[Stored data entries]
◆ ◆ ◆ ◆ ◆
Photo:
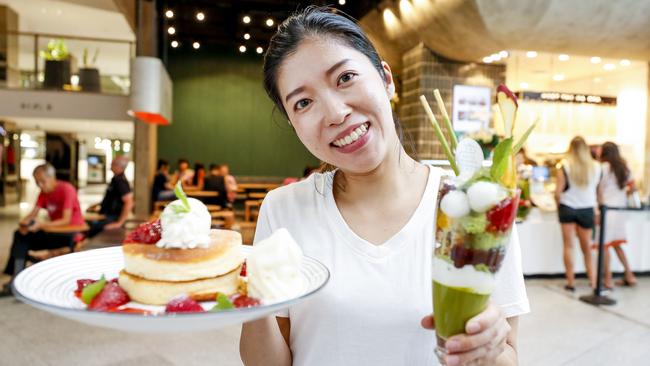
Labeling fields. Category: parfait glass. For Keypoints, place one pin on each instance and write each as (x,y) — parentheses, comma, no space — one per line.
(473,224)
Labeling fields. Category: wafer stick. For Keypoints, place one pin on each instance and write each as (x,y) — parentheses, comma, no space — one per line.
(441,137)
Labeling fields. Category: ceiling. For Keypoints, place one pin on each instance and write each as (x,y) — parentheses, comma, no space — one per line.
(223,25)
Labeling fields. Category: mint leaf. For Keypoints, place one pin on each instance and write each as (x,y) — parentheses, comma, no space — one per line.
(222,303)
(89,292)
(178,191)
(502,152)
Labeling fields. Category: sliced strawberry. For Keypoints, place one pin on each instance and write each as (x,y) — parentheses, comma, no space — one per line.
(243,301)
(501,216)
(183,304)
(147,233)
(111,296)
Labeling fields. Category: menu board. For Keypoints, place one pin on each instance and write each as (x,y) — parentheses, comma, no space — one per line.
(471,108)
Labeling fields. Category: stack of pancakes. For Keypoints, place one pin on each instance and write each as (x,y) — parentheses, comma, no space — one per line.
(154,275)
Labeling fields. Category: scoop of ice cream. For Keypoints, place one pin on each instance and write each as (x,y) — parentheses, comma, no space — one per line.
(185,229)
(273,268)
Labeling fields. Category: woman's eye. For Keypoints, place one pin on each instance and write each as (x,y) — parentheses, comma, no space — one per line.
(346,77)
(302,104)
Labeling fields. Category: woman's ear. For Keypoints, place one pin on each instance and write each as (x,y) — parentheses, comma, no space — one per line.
(388,80)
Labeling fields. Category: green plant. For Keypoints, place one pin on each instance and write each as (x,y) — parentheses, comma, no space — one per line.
(56,51)
(94,60)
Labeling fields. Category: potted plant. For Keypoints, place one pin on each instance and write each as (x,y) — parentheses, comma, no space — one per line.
(57,65)
(89,75)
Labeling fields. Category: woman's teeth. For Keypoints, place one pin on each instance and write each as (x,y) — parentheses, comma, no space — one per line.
(353,136)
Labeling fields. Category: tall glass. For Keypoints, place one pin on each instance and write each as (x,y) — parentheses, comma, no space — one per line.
(473,224)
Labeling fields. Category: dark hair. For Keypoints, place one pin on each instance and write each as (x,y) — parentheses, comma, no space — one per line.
(609,153)
(162,163)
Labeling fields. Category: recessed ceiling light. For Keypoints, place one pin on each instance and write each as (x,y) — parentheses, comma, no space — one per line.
(609,67)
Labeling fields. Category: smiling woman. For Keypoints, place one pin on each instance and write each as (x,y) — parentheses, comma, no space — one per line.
(370,220)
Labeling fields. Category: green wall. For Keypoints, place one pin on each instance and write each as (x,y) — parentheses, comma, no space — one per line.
(222,115)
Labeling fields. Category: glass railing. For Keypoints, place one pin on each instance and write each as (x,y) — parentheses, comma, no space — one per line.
(53,62)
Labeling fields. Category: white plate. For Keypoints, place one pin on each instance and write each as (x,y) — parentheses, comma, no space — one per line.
(50,286)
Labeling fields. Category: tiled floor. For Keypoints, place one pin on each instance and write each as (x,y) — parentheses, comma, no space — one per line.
(561,330)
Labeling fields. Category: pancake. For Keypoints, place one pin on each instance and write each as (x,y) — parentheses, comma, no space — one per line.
(161,292)
(150,262)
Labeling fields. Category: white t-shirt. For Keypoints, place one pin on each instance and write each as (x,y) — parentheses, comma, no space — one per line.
(369,313)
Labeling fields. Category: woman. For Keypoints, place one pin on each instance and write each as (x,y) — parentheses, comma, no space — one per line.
(612,192)
(371,220)
(575,194)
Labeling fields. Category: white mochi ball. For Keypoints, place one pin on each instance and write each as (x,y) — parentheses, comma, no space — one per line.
(484,195)
(455,204)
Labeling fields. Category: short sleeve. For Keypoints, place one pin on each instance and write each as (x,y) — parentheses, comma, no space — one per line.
(510,291)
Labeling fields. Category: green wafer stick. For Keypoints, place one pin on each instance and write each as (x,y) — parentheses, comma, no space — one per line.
(441,137)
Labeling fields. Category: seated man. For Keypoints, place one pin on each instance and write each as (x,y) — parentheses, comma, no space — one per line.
(59,198)
(118,200)
(216,182)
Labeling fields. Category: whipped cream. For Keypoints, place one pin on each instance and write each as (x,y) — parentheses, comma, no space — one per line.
(273,268)
(185,230)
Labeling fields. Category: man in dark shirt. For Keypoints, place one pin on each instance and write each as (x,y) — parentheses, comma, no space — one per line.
(118,200)
(216,182)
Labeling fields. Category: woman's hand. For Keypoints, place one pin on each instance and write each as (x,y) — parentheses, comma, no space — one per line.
(483,342)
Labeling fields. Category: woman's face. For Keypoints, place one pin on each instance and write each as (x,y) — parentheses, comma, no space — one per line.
(338,104)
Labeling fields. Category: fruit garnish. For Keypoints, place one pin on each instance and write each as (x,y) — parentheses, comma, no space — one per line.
(243,301)
(146,233)
(183,304)
(111,296)
(501,216)
(223,303)
(91,290)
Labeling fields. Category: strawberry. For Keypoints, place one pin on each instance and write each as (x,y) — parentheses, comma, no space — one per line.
(112,296)
(501,216)
(147,233)
(183,304)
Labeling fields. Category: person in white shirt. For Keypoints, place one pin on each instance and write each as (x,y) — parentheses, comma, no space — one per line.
(575,193)
(612,192)
(370,220)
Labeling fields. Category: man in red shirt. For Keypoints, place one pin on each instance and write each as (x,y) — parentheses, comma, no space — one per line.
(59,198)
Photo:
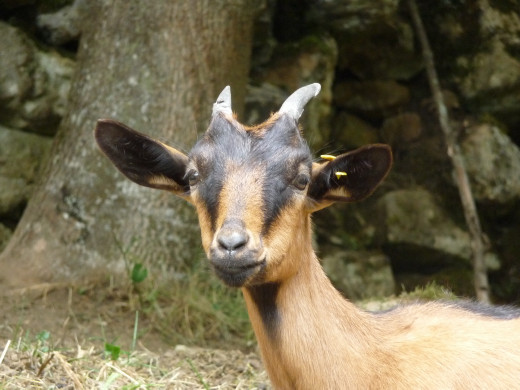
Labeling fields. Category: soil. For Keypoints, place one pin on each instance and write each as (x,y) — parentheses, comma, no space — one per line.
(55,337)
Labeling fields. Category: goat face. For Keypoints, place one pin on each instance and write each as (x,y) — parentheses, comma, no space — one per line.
(253,188)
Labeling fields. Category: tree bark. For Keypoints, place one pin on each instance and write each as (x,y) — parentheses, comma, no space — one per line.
(157,66)
(457,160)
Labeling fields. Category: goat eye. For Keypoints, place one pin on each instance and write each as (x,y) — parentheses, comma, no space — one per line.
(301,181)
(193,177)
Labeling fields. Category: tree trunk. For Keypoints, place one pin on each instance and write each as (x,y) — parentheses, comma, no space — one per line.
(157,66)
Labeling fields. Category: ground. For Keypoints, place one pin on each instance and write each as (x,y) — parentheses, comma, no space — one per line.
(56,337)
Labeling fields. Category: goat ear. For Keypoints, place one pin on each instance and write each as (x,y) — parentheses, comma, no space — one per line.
(142,159)
(360,172)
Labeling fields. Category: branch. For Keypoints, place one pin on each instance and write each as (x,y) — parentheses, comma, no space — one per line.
(453,150)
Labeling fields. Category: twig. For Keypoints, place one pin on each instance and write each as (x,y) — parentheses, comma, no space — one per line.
(66,366)
(44,364)
(453,150)
(5,351)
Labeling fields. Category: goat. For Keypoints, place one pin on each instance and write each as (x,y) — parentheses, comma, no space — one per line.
(254,189)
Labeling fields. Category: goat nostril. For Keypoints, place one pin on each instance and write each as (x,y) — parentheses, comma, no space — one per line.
(231,240)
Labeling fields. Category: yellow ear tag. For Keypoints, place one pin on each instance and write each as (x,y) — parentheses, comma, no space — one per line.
(328,157)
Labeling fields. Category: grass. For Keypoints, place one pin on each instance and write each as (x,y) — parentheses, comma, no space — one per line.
(24,367)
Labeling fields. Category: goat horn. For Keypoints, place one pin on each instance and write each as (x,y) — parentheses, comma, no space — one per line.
(223,103)
(295,103)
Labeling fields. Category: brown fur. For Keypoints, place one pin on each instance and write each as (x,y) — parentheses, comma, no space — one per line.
(327,343)
(313,338)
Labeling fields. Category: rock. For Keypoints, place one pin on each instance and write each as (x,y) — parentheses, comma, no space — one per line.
(310,60)
(261,101)
(493,164)
(489,77)
(401,129)
(34,84)
(360,275)
(375,98)
(349,131)
(64,25)
(352,16)
(418,234)
(492,73)
(21,155)
(374,42)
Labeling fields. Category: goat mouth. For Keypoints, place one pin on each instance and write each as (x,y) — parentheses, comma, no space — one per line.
(236,273)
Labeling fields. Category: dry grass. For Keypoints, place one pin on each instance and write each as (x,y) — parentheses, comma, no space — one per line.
(30,367)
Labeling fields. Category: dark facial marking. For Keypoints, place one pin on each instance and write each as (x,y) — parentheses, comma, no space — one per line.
(280,150)
(221,143)
(264,296)
(284,152)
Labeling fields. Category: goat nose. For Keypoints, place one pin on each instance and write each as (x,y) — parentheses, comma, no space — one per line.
(231,239)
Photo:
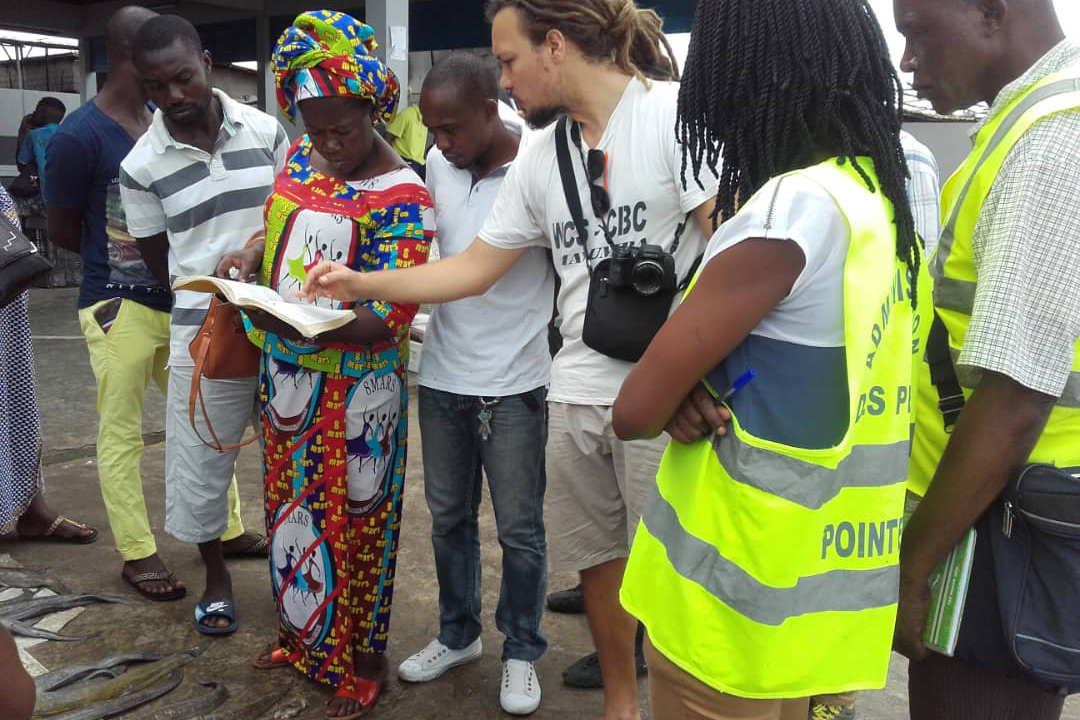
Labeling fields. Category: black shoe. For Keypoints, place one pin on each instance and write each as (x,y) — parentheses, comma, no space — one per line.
(585,673)
(569,601)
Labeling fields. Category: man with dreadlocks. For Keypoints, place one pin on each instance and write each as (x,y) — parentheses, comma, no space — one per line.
(588,59)
(766,571)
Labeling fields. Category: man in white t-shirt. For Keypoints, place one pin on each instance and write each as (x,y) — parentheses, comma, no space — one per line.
(483,385)
(562,63)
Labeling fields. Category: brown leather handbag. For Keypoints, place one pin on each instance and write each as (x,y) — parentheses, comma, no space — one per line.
(220,351)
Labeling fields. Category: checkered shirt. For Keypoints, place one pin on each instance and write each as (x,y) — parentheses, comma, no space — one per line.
(1026,247)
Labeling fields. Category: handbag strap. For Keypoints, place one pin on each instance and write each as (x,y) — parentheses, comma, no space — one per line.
(196,396)
(950,397)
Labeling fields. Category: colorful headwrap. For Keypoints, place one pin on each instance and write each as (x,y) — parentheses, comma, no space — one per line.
(326,54)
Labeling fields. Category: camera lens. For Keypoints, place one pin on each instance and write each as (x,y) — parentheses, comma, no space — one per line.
(648,277)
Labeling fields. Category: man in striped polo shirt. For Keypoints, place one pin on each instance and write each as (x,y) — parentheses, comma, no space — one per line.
(193,188)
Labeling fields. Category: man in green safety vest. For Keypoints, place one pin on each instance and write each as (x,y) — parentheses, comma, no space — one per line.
(1006,275)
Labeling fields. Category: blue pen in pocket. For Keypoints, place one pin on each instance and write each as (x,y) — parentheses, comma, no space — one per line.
(740,382)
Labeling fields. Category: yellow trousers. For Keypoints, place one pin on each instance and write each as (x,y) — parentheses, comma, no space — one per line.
(125,358)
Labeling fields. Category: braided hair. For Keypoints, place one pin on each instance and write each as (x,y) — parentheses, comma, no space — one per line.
(773,85)
(604,30)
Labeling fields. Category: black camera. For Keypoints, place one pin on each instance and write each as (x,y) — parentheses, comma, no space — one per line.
(648,269)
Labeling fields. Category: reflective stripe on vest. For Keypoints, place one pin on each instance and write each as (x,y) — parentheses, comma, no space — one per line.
(835,591)
(807,484)
(768,570)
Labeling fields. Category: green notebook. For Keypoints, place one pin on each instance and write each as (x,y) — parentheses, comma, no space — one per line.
(948,589)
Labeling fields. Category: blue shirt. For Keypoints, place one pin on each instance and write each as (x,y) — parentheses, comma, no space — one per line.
(32,150)
(82,168)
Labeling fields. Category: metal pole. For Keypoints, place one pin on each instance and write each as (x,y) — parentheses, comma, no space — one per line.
(18,65)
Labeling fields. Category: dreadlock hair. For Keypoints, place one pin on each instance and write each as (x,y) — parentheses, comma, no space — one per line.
(773,85)
(604,30)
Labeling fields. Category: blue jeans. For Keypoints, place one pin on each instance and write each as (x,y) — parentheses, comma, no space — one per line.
(513,458)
◆ ◆ ◆ ◆ ◆
- _YOUR GOAL_:
Can you turn the records, from the line with "Labeling fields. Category: dreadlock" through the end of the records, into a Markdown table with columns Row and Line, giving each line its own numbered row and leaving out blank lines?

- _ANSWER TO THIS EXERCISE_:
| Row | Line |
|---|---|
| 1 | Labeling fields. Category: dreadlock hair. For Keypoints, place one pin on each instance and write each as (x,y) — parentheses, comma, no space — one per line. |
| 2 | (773,85) |
| 3 | (604,30) |
| 4 | Labeling fields. Category: blue jeans. For Keypoints, place one pin on each instance and write each as (x,y) — parentheses, comma, no space — one per line. |
| 5 | (513,458) |